» **The records**:
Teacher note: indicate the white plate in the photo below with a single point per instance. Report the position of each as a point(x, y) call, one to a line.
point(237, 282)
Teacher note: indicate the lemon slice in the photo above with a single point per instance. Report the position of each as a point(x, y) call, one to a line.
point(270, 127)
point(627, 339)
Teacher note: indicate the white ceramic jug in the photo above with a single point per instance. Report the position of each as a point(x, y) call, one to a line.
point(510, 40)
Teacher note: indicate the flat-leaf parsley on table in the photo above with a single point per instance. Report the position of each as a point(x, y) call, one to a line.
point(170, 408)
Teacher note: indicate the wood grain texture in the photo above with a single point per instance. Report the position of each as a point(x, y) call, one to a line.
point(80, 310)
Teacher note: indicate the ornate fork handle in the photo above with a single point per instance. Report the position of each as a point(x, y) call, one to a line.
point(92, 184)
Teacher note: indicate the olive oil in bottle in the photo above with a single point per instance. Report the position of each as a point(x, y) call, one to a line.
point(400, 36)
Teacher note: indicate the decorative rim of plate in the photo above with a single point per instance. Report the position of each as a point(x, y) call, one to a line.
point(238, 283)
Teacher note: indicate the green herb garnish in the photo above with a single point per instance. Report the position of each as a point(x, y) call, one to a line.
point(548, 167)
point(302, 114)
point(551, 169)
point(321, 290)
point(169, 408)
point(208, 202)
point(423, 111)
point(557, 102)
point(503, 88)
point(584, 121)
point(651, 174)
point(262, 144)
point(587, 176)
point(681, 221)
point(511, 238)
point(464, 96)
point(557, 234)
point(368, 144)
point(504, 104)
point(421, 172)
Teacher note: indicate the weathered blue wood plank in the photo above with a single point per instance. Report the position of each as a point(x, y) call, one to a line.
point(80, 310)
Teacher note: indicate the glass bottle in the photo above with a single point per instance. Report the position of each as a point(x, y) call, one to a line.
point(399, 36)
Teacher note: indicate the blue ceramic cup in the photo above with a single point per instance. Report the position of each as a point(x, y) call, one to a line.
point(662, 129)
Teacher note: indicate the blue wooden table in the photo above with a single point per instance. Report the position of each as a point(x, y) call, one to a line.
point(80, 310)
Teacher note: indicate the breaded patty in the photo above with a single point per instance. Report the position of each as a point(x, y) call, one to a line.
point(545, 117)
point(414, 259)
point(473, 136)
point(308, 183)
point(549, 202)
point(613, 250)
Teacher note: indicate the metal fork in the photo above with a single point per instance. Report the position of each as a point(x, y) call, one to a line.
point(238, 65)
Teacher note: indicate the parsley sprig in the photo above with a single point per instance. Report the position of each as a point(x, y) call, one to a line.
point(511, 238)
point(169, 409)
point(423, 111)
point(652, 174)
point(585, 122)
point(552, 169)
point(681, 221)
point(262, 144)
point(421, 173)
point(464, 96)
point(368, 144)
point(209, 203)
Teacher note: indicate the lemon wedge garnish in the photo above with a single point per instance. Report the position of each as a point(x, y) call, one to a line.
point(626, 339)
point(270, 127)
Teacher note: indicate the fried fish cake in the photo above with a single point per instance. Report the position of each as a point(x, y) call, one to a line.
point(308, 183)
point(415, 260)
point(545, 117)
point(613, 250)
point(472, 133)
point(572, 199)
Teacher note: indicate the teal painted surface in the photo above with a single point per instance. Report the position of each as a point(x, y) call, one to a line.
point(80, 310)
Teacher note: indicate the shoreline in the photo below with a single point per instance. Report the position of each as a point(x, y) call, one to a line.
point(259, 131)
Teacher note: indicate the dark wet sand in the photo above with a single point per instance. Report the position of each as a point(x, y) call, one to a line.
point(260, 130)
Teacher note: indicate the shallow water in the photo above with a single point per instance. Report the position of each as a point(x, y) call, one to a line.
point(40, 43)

» **Aim of the exercise**:
Could you edit the material above so that "indicate" is replaced by "mark" everywhere it appears, and give all of it back with nothing else changed?

» **Finished task**:
Teacher note: mark the white plate in the photo below with a single point per instance. Report the position of each as a point(x, y) call, one to a line.
point(237, 282)
Teacher note: mark the lemon slice in the photo above with a single point per instance. Report the position of each as a point(x, y) call, one to a line.
point(270, 127)
point(627, 339)
Teacher note: mark the white ceramic jug in the photo above with a single point per instance. Report the position of each as a point(x, y) call, one to a line.
point(510, 40)
Teacher note: mark the flat-leaf parsley on table in the photo above with a single point per instance. Report the position of each as a point(x, y) call, one to a line.
point(170, 408)
Teacher note: mark the wood grain texture in the photo above with a single point per instance. Report the position of each as a point(x, y) call, one to a line.
point(80, 310)
Teacher note: mark the ornate fork handle in the photo above with a single point per instance. Report the position of each as a point(x, y) call, one to a line.
point(92, 184)
Teacher note: mark the olive oil in bottle in the photo above with a single point per instance. Report the position of each as a point(x, y) call, one to a line.
point(400, 36)
Teacher note: mark the decorative rim of plate in the photo above with a single point per instance. Report the position of each as a point(x, y) call, one to a line.
point(238, 283)
Teacher note: mark the green herb garnish in the photo above with a single point per instance. Report the position of each as a point(x, y) call, one to a line.
point(548, 167)
point(302, 114)
point(551, 169)
point(321, 290)
point(169, 408)
point(208, 202)
point(423, 111)
point(557, 102)
point(503, 88)
point(584, 121)
point(651, 174)
point(262, 144)
point(587, 176)
point(681, 221)
point(511, 238)
point(464, 96)
point(557, 234)
point(368, 144)
point(504, 104)
point(421, 172)
Teacher note: mark the weathered blue wood plank in the photo above with a single point per instance. Report the position of each as a point(x, y) call, one to a line.
point(80, 310)
Teacher note: mark the glass bottle in the photo above with a single point per instance. Report the position of each as a point(x, y) call, one to a line.
point(399, 36)
Teacher note: mark the blue ceramic cup in the photo above with a single point per instance. Report the position of each as a point(x, y) call, one to a line.
point(662, 129)
Teacher note: mark the blue wooden table in the photo above with a single point per instance. Report the position of each as a point(x, y) call, one to a line.
point(80, 310)
Teacher note: mark the breaded patty in the photo above with a single point per instance. Report the position of each as a point(x, y) call, one to a line.
point(545, 117)
point(414, 259)
point(473, 136)
point(308, 183)
point(549, 202)
point(613, 250)
Teacher note: mark the metal fork in the photo above with a single point per instance. Report the position of each as a point(x, y) call, one to a line.
point(238, 65)
Teacher note: mark the parsley sprig in the photo above with a single point per instance. Report the position of each as a point(x, y) call, one to a line.
point(511, 238)
point(169, 409)
point(423, 111)
point(652, 174)
point(585, 122)
point(552, 169)
point(681, 221)
point(262, 144)
point(421, 173)
point(464, 96)
point(368, 144)
point(209, 203)
Teacher note: mark the lemon wedge garnish in the photo above with a single point per instance. Report the position of each as a point(x, y) call, one to a line.
point(626, 339)
point(270, 127)
Teacher note: mark the fried fish cake in the photo above with a single point per instance. Report the position of each as a point(x, y) call, one to a line.
point(308, 183)
point(415, 260)
point(545, 117)
point(613, 250)
point(472, 133)
point(572, 199)
Teacher note: mark the teal painted surface in the photo above with a single point per instance. Report the position of each as a point(x, y) call, one to a line.
point(80, 310)
Teacher note: mark the shoreline in the photo below with a single point per instance. Report the position of each as a point(x, y) call, one to a line.
point(259, 131)
Teacher note: mark the dark wet sand in the photo above with a single point per instance. Report the position of each as a point(x, y) call, one to a line.
point(260, 130)
Teacher note: mark the shallow water in the photo above with a single point per instance. Report the position of each as a point(x, y) call, one to a line.
point(40, 43)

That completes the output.